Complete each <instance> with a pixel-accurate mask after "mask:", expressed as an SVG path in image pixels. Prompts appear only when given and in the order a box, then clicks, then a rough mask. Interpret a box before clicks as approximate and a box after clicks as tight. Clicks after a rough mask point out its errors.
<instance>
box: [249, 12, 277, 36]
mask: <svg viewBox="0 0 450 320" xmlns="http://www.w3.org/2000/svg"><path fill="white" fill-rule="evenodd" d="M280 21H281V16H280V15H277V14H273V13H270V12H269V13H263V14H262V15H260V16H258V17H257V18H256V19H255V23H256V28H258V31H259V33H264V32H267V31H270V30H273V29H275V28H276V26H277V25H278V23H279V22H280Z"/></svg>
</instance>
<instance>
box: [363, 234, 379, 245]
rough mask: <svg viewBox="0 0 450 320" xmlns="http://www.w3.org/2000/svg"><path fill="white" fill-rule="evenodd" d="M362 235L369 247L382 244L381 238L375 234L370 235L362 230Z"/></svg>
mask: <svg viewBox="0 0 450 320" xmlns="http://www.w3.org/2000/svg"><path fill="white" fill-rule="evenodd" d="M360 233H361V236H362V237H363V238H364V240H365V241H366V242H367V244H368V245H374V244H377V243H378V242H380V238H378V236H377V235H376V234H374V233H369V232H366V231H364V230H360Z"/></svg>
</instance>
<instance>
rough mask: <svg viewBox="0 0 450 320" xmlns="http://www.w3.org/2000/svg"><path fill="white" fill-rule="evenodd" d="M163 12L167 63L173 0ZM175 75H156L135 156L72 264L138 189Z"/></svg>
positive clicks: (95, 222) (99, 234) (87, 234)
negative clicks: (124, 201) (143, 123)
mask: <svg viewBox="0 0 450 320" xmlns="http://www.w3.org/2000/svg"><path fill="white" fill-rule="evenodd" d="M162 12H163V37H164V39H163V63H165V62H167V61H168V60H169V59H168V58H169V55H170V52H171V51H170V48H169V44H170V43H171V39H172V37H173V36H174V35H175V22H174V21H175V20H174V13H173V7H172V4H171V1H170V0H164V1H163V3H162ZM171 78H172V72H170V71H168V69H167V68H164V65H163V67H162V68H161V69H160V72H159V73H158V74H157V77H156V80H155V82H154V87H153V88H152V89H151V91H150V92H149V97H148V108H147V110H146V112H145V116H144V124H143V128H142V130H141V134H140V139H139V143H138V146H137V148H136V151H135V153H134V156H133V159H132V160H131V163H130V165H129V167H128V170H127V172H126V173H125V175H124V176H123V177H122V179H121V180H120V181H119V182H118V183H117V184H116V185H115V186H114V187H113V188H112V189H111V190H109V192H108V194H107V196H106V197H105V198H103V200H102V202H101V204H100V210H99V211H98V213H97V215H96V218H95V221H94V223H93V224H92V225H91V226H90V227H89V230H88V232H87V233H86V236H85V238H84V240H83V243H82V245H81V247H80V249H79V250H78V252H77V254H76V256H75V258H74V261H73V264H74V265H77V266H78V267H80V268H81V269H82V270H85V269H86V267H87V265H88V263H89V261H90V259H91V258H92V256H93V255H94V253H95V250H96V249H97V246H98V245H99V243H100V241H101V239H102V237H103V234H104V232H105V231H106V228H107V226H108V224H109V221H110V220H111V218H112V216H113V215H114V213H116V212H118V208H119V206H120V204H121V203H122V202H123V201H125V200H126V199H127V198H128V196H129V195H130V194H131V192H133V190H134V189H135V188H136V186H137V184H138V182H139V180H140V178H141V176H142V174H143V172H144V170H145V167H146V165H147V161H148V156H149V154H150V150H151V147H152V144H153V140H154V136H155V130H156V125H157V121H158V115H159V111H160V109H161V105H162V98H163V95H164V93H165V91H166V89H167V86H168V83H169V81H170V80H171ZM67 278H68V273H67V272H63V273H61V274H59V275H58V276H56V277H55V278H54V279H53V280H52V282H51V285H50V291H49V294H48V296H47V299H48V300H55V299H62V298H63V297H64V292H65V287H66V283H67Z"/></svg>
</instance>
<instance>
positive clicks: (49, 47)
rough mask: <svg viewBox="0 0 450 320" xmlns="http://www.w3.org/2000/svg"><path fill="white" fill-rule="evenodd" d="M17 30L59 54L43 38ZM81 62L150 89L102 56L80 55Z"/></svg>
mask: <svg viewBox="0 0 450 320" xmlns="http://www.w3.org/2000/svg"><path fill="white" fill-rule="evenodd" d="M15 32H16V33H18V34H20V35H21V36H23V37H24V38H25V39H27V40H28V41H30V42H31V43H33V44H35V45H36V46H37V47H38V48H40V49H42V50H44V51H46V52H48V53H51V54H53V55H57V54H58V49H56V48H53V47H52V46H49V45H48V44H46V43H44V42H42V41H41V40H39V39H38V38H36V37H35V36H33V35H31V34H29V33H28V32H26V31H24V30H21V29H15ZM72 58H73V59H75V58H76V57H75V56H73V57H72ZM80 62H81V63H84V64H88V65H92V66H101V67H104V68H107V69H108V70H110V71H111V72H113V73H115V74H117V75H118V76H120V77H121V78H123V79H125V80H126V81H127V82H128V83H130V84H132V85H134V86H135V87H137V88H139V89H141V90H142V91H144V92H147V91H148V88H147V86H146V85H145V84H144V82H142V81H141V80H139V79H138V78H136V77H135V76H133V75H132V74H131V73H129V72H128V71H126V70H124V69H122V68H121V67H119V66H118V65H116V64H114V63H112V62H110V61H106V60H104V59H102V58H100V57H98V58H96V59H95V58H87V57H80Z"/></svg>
::::
**What you should do:** Write out the records above exactly as given.

**Task solution:**
Complete each <instance> with a pixel-accurate mask after "mask:", expressed as an SVG path in image pixels. Prompts appear only when given and in the order a box, then clicks, then a rough mask. Interpret a box before clicks as approximate and a box after clicks as tight. Clicks after a rough mask point out its errors.
<instance>
box: [249, 12, 277, 36]
mask: <svg viewBox="0 0 450 320" xmlns="http://www.w3.org/2000/svg"><path fill="white" fill-rule="evenodd" d="M280 21H281V16H280V15H277V14H273V13H270V12H269V13H263V14H262V15H260V16H258V17H257V18H256V19H255V23H256V28H258V31H259V33H264V32H267V31H270V30H273V29H275V28H276V26H277V25H278V23H279V22H280Z"/></svg>
</instance>
<instance>
box: [363, 234, 379, 245]
rough mask: <svg viewBox="0 0 450 320" xmlns="http://www.w3.org/2000/svg"><path fill="white" fill-rule="evenodd" d="M362 235L369 247L382 244L381 238L375 234L370 235L362 230Z"/></svg>
mask: <svg viewBox="0 0 450 320" xmlns="http://www.w3.org/2000/svg"><path fill="white" fill-rule="evenodd" d="M360 233H361V236H362V237H363V238H364V240H365V241H366V242H367V244H368V245H374V244H377V243H378V242H380V238H378V236H377V235H376V234H374V233H369V232H366V231H364V230H360Z"/></svg>
</instance>
<instance>
rough mask: <svg viewBox="0 0 450 320" xmlns="http://www.w3.org/2000/svg"><path fill="white" fill-rule="evenodd" d="M163 12L167 63L173 0ZM175 75H156L135 156L72 264L138 189Z"/></svg>
positive clicks: (95, 222) (99, 234) (87, 234)
negative clicks: (124, 201) (143, 123)
mask: <svg viewBox="0 0 450 320" xmlns="http://www.w3.org/2000/svg"><path fill="white" fill-rule="evenodd" d="M162 12H163V37H164V39H163V63H165V62H167V61H168V60H169V59H168V58H169V55H170V52H171V51H170V48H169V44H170V43H171V39H172V37H173V36H174V35H175V22H174V21H175V20H174V13H173V7H172V4H171V1H170V0H164V1H163V3H162ZM171 78H172V72H170V71H168V69H167V68H164V65H163V67H162V68H161V69H160V72H159V73H158V74H157V77H156V80H155V82H154V87H153V88H152V89H151V91H150V92H149V97H148V108H147V110H146V112H145V116H144V124H143V128H142V130H141V134H140V139H139V143H138V146H137V148H136V151H135V153H134V156H133V159H132V160H131V163H130V165H129V167H128V170H127V172H126V173H125V175H124V176H123V177H122V179H121V180H120V181H119V182H118V183H117V184H116V185H115V186H114V187H113V188H112V189H111V190H109V192H108V194H107V196H106V197H105V198H103V200H102V202H101V204H100V210H99V211H98V213H97V215H96V218H95V221H94V223H93V224H92V225H91V226H90V227H89V230H88V232H87V233H86V236H85V238H84V240H83V243H82V245H81V247H80V249H79V250H78V252H77V254H76V256H75V258H74V261H73V264H74V265H77V266H78V267H80V268H81V269H82V270H85V269H86V267H87V265H88V263H89V261H90V259H91V258H92V256H93V255H94V253H95V250H96V249H97V246H98V245H99V243H100V241H101V239H102V237H103V234H104V232H105V231H106V228H107V226H108V224H109V221H110V220H111V218H112V216H113V215H114V213H116V212H118V208H119V206H120V204H121V203H122V202H123V201H125V200H126V199H127V198H128V196H129V195H130V194H131V192H133V190H134V189H135V188H136V186H137V184H138V182H139V180H140V178H141V176H142V174H143V172H144V170H145V167H146V165H147V161H148V156H149V154H150V150H151V147H152V144H153V140H154V136H155V130H156V125H157V121H158V115H159V111H160V109H161V105H162V98H163V95H164V93H165V91H166V89H167V86H168V83H169V81H170V80H171ZM67 278H68V273H67V272H63V273H61V274H59V275H58V276H56V277H55V278H54V279H53V280H52V282H51V285H50V291H49V294H48V296H47V299H48V300H55V299H62V298H63V297H64V292H65V287H66V283H67Z"/></svg>
</instance>
<instance>
positive clicks: (49, 47)
rough mask: <svg viewBox="0 0 450 320" xmlns="http://www.w3.org/2000/svg"><path fill="white" fill-rule="evenodd" d="M17 30L59 54L43 38ZM81 62L150 89L102 56L80 55Z"/></svg>
mask: <svg viewBox="0 0 450 320" xmlns="http://www.w3.org/2000/svg"><path fill="white" fill-rule="evenodd" d="M15 32H16V33H18V34H20V35H21V36H23V37H24V38H25V39H27V40H28V41H30V42H31V43H33V44H35V45H36V46H37V47H38V48H40V49H42V50H44V51H46V52H48V53H51V54H53V55H57V54H58V49H56V48H53V47H52V46H49V45H48V44H46V43H44V42H42V41H41V40H39V39H38V38H36V37H35V36H33V35H31V34H29V33H28V32H26V31H24V30H21V29H15ZM72 58H73V59H75V58H76V57H75V56H73V57H72ZM80 62H81V63H84V64H88V65H92V66H101V67H104V68H107V69H108V70H110V71H111V72H113V73H115V74H117V75H118V76H120V77H121V78H123V79H125V80H126V81H127V82H128V83H130V84H132V85H134V86H135V87H137V88H139V89H141V90H142V91H144V92H147V91H148V88H147V86H146V85H145V84H144V82H142V81H141V80H139V79H138V78H136V77H135V76H133V75H132V74H131V73H129V72H128V71H126V70H124V69H122V68H121V67H119V66H118V65H116V64H114V63H112V62H110V61H106V60H104V59H102V58H100V57H98V58H96V59H95V58H87V57H80Z"/></svg>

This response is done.